WRITTEN PROBLEM A =>
Translate this sentence from the post about the Tennessee presidential ticket into Spanish: "It has run a handful of candidates for offices as varied as the Mesa, Ariz., City Council and the New Hampshire governor's office."

-- TEXT SHOWN start --

Tag Archives: supremacist

TN Home to White Supremacist Presidential Ticket

Virginia Abernathy, an 80-year-old retired Vanderbilt professor, is the focus of a Tennessean story on her role as “an emerging leader of the white supremacist movement.”
Abernethy appears on the Tennessee ballot as running mate to Gatlinburg-area filmmaker Merlin Miller, who is running for president of the United States. They are listed as independent candidates on the Tennesee ballot, but represent the American Third Position Party, or A3P..
The whites-only polit­i­cal party was formed “to rep­re­sent the inter­ests of White Amer­i­cans,” according to its website. It has run a handful of candidates for offices as varied as the Mesa, Ariz., City Council and the New Hampshire governor’s office. Republicans in New Hampshire called A3P the party of “despicable racists.”

-- TEXT SHOWN end --
-- DATA FOR THE TASK start --

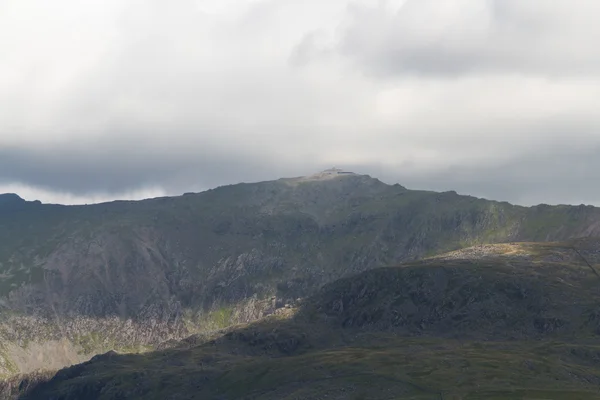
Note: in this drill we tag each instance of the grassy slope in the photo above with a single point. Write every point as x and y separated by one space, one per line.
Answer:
199 258
317 354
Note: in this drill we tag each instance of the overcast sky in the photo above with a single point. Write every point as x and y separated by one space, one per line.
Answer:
106 99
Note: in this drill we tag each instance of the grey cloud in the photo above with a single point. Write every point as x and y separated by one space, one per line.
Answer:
460 37
183 100
554 177
119 169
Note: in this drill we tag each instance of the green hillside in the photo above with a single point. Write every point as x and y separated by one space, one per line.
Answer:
517 321
79 280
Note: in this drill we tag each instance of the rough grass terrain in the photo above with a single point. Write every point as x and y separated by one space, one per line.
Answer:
528 328
130 275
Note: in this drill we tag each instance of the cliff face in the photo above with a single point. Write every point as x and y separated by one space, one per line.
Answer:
490 322
130 275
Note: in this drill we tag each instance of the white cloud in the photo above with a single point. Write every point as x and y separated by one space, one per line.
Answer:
130 94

-- DATA FOR THE TASK end --

WRITTEN PROBLEM B =>
Write out the records above again with "in this drill" swapped for "in this exercise" and nothing else changed. Omit the pictures.

FINISHED ANSWER A =>
Ha presentado un puñado de candidatos a cargos tan variados como el Concejo Municipal de Mesa, Arizona, y la gobernación de New Hampshire.

FINISHED ANSWER B =>
Note: in this exercise we tag each instance of the grassy slope in the photo above with a single point. Write every point as x and y separated by one space, one per line.
Answer:
199 258
317 354
Note: in this exercise we tag each instance of the overcast sky in the photo above with a single point. Write every point as x and y separated by one space, one per line.
Answer:
106 99
Note: in this exercise we tag each instance of the grey cloud in the photo above with a single point. Write every point as x and y separated by one space, one per line.
Answer:
460 37
183 100
554 177
119 169
Note: in this exercise we tag each instance of the green hillside in the photo above with a single point. Write every point as x and y separated by one space, one per line.
Answer:
517 321
79 280
Note: in this exercise we tag each instance of the rough grass terrain in the photo above with a single point. Write every point as x and y separated by one space, one per line.
Answer:
528 328
130 275
Note: in this exercise we tag each instance of the cliff face in the photo above with a single point. Write every point as x and y separated by one space, one per line.
Answer:
490 322
130 275
Note: in this exercise we tag each instance of the white cloud in the photo above with a single point. Write every point as x and y separated by one space, one per line.
Answer:
130 94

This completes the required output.